Aim: Print all of the data exactly.

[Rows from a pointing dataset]
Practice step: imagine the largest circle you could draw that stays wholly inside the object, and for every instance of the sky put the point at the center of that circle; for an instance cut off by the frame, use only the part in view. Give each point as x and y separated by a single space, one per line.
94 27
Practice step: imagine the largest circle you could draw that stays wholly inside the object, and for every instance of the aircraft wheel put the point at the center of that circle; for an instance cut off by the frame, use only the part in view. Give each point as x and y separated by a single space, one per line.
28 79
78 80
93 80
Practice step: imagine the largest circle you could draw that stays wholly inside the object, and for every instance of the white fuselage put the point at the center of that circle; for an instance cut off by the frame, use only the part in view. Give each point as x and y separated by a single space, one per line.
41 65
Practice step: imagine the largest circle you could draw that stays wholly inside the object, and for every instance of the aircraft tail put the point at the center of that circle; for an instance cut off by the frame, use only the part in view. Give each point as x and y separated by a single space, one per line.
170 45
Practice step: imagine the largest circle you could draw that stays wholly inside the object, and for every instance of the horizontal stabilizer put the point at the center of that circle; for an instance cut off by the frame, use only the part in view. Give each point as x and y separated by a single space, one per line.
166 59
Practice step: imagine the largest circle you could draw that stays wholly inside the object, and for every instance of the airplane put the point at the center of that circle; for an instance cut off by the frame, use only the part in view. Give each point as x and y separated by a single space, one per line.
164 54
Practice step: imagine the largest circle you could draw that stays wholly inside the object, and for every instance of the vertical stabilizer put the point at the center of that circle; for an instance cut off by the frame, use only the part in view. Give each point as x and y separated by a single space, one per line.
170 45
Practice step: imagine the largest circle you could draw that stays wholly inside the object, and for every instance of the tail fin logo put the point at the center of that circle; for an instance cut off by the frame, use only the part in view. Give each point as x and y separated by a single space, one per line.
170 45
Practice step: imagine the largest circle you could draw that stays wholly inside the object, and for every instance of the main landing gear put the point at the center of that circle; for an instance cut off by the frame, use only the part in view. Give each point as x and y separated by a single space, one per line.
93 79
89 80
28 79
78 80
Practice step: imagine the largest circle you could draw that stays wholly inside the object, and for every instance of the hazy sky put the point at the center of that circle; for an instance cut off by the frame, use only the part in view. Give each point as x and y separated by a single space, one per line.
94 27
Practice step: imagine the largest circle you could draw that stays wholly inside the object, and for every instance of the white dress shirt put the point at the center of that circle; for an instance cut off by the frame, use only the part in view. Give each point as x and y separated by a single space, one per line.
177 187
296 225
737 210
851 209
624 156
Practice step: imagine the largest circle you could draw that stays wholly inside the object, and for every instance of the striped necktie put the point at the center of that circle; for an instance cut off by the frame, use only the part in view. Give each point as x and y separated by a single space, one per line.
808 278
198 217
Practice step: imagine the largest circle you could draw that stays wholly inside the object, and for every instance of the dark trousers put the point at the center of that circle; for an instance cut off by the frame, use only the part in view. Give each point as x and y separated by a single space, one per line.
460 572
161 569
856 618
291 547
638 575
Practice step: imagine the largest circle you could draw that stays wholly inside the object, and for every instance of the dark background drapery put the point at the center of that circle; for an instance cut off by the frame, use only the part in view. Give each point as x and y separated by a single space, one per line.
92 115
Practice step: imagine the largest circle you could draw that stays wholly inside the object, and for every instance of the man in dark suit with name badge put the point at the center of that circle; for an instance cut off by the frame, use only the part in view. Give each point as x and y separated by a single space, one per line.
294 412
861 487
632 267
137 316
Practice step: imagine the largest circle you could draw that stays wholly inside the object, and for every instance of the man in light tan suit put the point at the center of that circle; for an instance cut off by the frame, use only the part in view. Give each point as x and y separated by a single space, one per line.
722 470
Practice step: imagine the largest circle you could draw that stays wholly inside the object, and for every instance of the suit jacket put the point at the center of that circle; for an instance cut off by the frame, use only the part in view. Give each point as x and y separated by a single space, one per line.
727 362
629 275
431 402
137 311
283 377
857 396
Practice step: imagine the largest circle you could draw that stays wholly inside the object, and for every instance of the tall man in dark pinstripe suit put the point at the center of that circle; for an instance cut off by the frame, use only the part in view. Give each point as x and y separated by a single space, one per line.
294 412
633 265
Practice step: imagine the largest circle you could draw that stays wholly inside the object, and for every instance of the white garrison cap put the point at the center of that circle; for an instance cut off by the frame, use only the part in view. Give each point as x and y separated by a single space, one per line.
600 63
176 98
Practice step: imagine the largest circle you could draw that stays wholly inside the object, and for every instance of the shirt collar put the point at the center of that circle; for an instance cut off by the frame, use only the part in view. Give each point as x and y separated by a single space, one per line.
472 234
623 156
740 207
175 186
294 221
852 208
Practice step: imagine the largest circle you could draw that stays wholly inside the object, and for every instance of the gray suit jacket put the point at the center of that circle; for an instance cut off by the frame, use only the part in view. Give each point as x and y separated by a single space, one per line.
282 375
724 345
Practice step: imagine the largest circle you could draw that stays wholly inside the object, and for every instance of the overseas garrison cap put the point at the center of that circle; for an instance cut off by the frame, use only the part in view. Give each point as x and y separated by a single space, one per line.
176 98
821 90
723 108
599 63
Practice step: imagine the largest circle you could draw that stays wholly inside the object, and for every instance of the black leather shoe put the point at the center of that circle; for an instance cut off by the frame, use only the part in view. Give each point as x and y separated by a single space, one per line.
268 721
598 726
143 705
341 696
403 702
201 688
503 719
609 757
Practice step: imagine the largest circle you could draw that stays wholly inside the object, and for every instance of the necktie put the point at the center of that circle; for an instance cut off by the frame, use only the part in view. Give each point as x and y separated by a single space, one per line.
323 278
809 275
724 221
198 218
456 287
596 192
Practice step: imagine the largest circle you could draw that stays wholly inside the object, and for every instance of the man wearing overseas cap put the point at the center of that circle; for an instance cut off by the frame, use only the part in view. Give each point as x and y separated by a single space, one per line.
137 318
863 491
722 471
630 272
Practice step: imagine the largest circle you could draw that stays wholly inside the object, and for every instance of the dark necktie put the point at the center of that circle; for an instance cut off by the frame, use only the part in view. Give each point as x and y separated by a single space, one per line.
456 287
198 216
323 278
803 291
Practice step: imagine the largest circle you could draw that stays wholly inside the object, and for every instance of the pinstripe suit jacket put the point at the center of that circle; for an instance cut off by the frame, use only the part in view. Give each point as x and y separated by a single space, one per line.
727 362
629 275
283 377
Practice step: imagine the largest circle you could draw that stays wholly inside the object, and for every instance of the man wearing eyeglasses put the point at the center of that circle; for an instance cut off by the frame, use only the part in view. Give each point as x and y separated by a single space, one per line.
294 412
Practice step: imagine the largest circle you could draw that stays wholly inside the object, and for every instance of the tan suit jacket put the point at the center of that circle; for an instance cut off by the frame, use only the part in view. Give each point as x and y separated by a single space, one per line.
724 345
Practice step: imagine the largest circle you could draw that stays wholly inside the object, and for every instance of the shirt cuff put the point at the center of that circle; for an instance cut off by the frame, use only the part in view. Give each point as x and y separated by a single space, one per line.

The completed task:
Practice step: imagine the largest circle you could draw that stays wholly inside the object, and for every instance of the sky put the point at the center of that circle; for an instance cut off by the frame, use only the part in view. Give each point as x and y separated by a single space, one per line.
94 27
Practice step: imagine the largest circle you could draw that stays wholly inside the object, and for every instance of the aircraft wheel put the point at the center of that circle; for an instance cut off by the frame, use only the part in view. Give each point as x and y separated by a single space, one per line.
28 79
78 80
93 80
Practice step: imagine the largest circle you could draw that stays wholly inside the object, and for every instance of the white fuselage put the point at the center of that circle; for an instance cut off by the frame, use only the part in view. Give each point as x and y separated by a single space, one per line.
41 65
Practice step: imagine the largest circle you could draw that stays wholly inside the object, and for every instance of the aircraft tail put the point at the center of that circle; for an instance cut off by the frame, use only the part in view. Give each point as x and y separated by a single space, one per line.
170 45
Practice step: imagine the largest circle you could draw that stays wholly inside the object, and for every instance of the horizontal stabilizer put the point at the center of that circle; for an instance cut off by the frame, use only the part in view. Give each point as x and y separated by a single space, one per line.
166 59
Practice step: imagine the largest circle you could draw that stays wholly inside the object, and for every instance of the airplane put the point at the center of that circle; for an instance cut off by the frame, use only the part in view. Give each point as x and y separated by a single space, one per line.
164 54
Practice step: imagine the largest circle you could draw that stays wholly inside the object, and for every instance of the vertical stabilizer put the point at the center of that circle; for an instance cut off by the frame, use only the part in view. Give each point as x and y separated by a single space, one per line.
170 45
Practice step: imagine the largest circle you could draw that stays wholly inside the object, and for every instance of the tail fin logo put the point at the center of that circle; for an instance cut off by the frame, use only the part in view. Give each point as x and y separated by a single space, one per line.
170 45
Practice step: imagine the largest circle you could draw that stays wholly inside the object, and for every instance of the main landing gear put the point at the center of that circle; for an instance cut off by the frame, use only the part in view. Give each point as x and y separated by a single space, one per line.
93 79
89 80
28 79
78 80
Practice step: imagine the largest circle you could draw that stays wholly inside the object, and for every instance of the hazy sky put the point at the center of that circle; for an instance cut off by the frame, use only the part in view. Give each point as x and y separated by a single space, one per line.
94 27
Practice step: imagine the largest circle you could draw that stays wholly inside the object, and for every instance of the white dress shirt put the point at the center of that circle; for an instance cut off by the frame, use only the part in view. Give each point as x and y separated by a single space, one per line.
177 187
296 225
737 210
851 209
624 156
Practice step: imagine the largest circle you could draw that stays wholly inside the object, and for every instance of the striped necktie put the point at the center of that circle; for an instance cut off by the frame, use only the part in view. Give each point as x and y separated by a single space, one per line.
808 278
198 217
Practice step: imagine the largest circle you could draw that stays wholly inside the object, and for every instance of the dark trousers put the point at the center of that circle; for an instance cut off by the frame, use only the part in view. Give each point as x and y separated by a single space, one per line.
460 572
161 569
856 618
291 547
638 575
Practice step: imagine the largest circle you could draw that stays wholly inside the object, and for every instance of the dark background drapery put the point at the center of that circle; for an instance cut off by the frame, use only the part in view. Give each point as x and y separated by a single space, one per line.
92 115
Practice step: imagine the largest circle you could draw that stays wholly inside the object, and for every instance of the man in dark suit with name badge put the point at the center of that circle; for an instance cut off by the frame, use only the part in view. Give each point as x and y separated by a single space, one per line.
294 412
861 487
632 267
137 316
Practice step: imagine the largest circle you could draw that stays wholly inside the object, and for every instance of the man in light tan suit put the point at the center of that circle; for an instance cut off by the frame, use only the part in view. Give each point as x and y separated by a single space, one per line.
722 470
Practice step: imagine the largest circle you could draw that stays wholly inside the object, and for every instance of the suit jacket put the point at the center of that circle; for an instance cut off by the frame, use only the part in view. Give each point as x and y separated by a single space, one per line.
727 362
629 275
431 402
137 311
283 377
857 396
Practice step: imagine the largest circle you could draw that stays wholly inside the object, and for every instance of the tall man in dark pinstripe suit put the point at the center of that circle; for an instance cut off by the frame, use only the part in view. Give each point as x and y separated by a single space, one per line.
294 412
633 265
Practice step: imagine the largest circle you could draw that stays wholly inside the object, and for every instance of the white garrison cap put the point at the center of that circle; for an instance cut off by the frame, use only the part in view. Give each point as x and y separated by a single space, one per line.
600 63
176 98
Practice step: imagine the largest circle you could draw that stays wholly inside the object, and for every instance of the shirt collar put the point at the center of that circle; for an instance cut off by the frame, use only the part in view. Give each point as x and y separated by a single space, one per line.
472 234
623 156
740 207
175 186
294 221
852 208
Practice step: imagine the largest circle you could draw that stays wholly inside the object, and for every instance of the gray suit jacket put the point at the center of that circle; for an instance cut off by the frame, use only the part in view. Give each point as x and y separated by a single space, one per line.
282 375
724 345
Practice step: imagine the largest circle you could draw that stays wholly inside the object, and for every instance of the overseas garrison cap put the point at the center of that circle; for an instance cut off by the frame, use only the part in view. Give each point as x and y separated by a single space, one per line.
176 98
821 90
723 108
599 63
Practice step: imagine the largest circle you could draw that stays wholly inside the object, and for every instance of the black leather shoe put the point at the center of that circle; for an instance cut off by the frame, use only the part in view. Give each point as x and y separated by a single space, one per line.
268 721
598 726
143 705
341 696
403 702
201 688
503 719
609 757
Practice step: imagine the largest circle you could draw that stays wholly inside the object, and for every instance of the necktie put the point at the center of that circle; for an instance cut off by the frame, use only the part in view. Give each point as x and y separated by a single space, one per line.
323 278
809 275
724 221
198 218
456 287
596 192
Practice step: imagine the largest circle you could draw that stays wholly inside the object, and for every instance of the man wearing overseas cap put the point at the center of that circle; for an instance cut off by the frame, use only the part in view. Give each point as x and y separated by a single space, one per line.
137 318
863 491
722 471
630 272
Practice step: imagine the largest circle you could draw that stays wholly inside the object, and for every instance of the dark necktie put the point at the center of that circle; for an instance cut off by the frame, use only the part in view. Give each point as x and y separated by a single space, one per line.
456 287
198 216
323 278
803 291
Practice step: imagine the largest circle you could draw that stays wholly inside the object, and for every instance of the pinstripe suit jacket put the point at the center of that circle; for an instance cut off by the frame, use only the part in view. Give each point as x and y separated by a single space, one per line.
727 362
629 275
283 377
Practice step: imagine the largest circle you could draw that stays wholly inside the object, and for every instance of the man wearing eyeglasses put the point at the center of that circle; for an instance cut off by the frame, use only the part in view. Give each point as x and y separated by a single space, one per line.
294 412
Practice step: imagine the largest circle you could draw that stays wholly inside the object, and for every instance of the tan suit jacket put the point at the center of that circle; for an instance cut off by the frame, use only the part in view. Give each point as x and y separated by a single space, one per line.
724 345
Practice step: imagine the largest circle you could draw that stays wholly inside the object, and for every instance of the shirt cuff put the point at the center of that circle; for an instance cut off by the frame, use only the part in view. Give each point as x and y separated by a single space, one per line.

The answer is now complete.